• Activity: Nothing in the data should change when you return it, but leave the pictures out.

• Data to use:
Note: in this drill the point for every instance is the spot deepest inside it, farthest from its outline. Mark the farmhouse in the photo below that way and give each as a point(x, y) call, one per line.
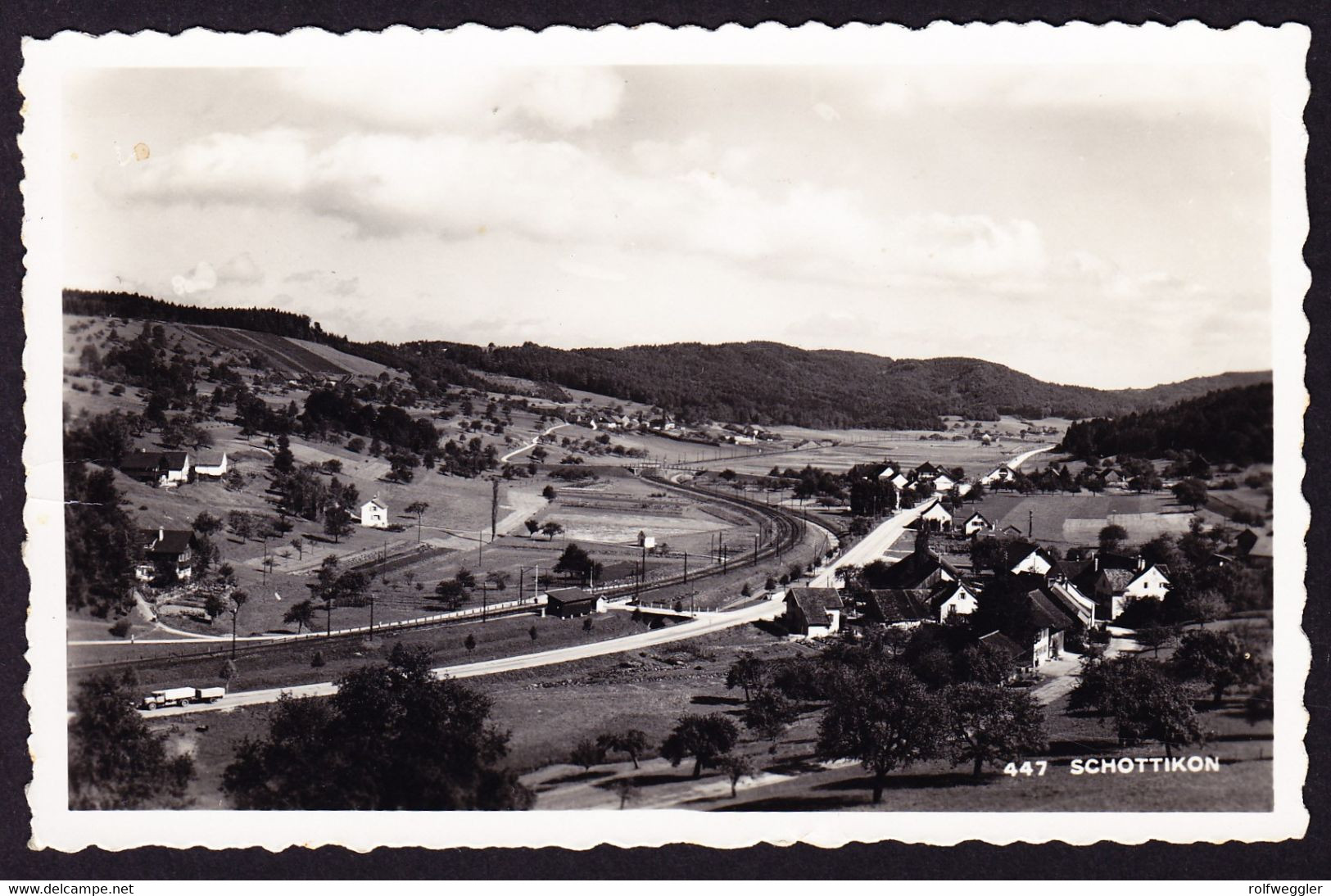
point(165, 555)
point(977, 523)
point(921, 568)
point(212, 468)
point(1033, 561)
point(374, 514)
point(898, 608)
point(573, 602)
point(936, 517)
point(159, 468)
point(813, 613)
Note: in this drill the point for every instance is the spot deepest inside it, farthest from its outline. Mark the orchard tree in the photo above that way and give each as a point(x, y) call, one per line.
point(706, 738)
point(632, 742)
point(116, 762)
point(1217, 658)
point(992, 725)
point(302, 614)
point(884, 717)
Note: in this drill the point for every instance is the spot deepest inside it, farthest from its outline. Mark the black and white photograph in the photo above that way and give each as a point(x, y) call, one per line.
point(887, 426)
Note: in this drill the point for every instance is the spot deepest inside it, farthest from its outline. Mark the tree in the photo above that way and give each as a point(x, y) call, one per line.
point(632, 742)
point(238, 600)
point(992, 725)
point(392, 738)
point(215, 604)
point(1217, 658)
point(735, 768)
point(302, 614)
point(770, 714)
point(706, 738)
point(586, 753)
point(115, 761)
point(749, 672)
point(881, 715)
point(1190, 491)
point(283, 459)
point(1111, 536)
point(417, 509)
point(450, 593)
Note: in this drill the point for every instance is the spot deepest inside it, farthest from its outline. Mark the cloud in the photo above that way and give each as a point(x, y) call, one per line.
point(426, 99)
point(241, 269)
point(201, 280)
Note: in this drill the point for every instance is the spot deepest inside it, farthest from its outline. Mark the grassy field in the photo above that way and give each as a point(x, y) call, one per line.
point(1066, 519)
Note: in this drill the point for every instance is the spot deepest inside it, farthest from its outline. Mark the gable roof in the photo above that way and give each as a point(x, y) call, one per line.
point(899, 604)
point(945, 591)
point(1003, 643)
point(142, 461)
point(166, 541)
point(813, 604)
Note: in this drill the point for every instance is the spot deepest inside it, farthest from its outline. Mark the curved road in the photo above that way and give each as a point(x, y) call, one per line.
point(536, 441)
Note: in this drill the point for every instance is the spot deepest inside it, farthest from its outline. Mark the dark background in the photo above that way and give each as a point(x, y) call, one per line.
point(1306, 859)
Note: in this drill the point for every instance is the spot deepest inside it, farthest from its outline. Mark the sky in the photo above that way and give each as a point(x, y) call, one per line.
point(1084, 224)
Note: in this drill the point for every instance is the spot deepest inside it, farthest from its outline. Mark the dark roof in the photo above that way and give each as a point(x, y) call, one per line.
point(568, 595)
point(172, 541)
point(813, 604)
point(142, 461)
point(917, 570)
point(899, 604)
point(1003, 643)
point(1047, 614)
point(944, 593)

• Reply to the exercise:
Note: in this drill the point for every instance is the spot deepest inside it, farthest from its outline. Mark the farmhouse in the photo below that way and give each as a point(x, y) call, one per line.
point(165, 555)
point(977, 523)
point(921, 568)
point(212, 468)
point(1033, 561)
point(374, 514)
point(898, 608)
point(573, 602)
point(936, 517)
point(159, 468)
point(813, 613)
Note: in this drill the point for every instance is the spot deepest inside it, farthest from its outline. Mark the orchard tree in the photo above that way and give each as a point(x, y) call, one per line.
point(706, 738)
point(632, 742)
point(116, 762)
point(1217, 658)
point(992, 725)
point(302, 614)
point(884, 717)
Note: in this drill the point for every instance is the spot deepest inside it, farthest from its outline. Mark the black and white photograph in the photo above that way and give each as a point(x, y) call, one per line.
point(887, 426)
Note: in this drill the point for every instance is the spot deepest inside it, farthest from its outline. Mark the tree in the photo above that way and give each as a point(x, y) call, one per line.
point(632, 742)
point(238, 600)
point(992, 725)
point(392, 738)
point(215, 604)
point(1217, 658)
point(735, 768)
point(302, 614)
point(770, 714)
point(706, 738)
point(586, 753)
point(115, 761)
point(749, 672)
point(881, 715)
point(1190, 491)
point(283, 459)
point(1111, 536)
point(417, 509)
point(450, 593)
Note: in this drill the point for every instance is the spot deepest inside it, farthest from its outline. Mark the cloud in the photo above that way and give each as a point(x, y) call, one per line.
point(426, 99)
point(241, 269)
point(201, 280)
Note: in this drill the point for every instance is the spot deepest inside it, farthest from its outline. Mark the grassy field in the photo above that way and give each as a point(x, y) call, one per line.
point(1066, 519)
Note: in this drill the point for every instance is the spot deepest inside it, farthest from its outline. Mark the gable roof in the photo above that way and give each as a point(x, y) call, one per line.
point(899, 604)
point(945, 591)
point(1003, 643)
point(142, 461)
point(166, 541)
point(813, 604)
Note: in this drill the point for every instance is the spot deepest inside it, farthest from its outline. Mark the curved road in the photo above that way and give each as a point(x, y) call, one per line.
point(536, 441)
Note: in this drill the point for every instance is the spot deepest inside it, farthest from its outline. Mark the dark background in the photo above that way and give each as a point(x, y) call, one per line.
point(1306, 859)
Note: in this drill the point for every instance is the spot deepest inside it, farthest from its outline. Mark the sky in the photo above that way and give each as a point(x, y) call, one per line.
point(1084, 224)
Note: in this drill the point for every instance is the spot deepest inside it, farthest from its outline. Mark the dark roof in the photo above that way and give each as a point(x, y) call, one per line.
point(568, 595)
point(172, 541)
point(813, 604)
point(142, 461)
point(917, 570)
point(899, 604)
point(1003, 643)
point(1047, 614)
point(944, 593)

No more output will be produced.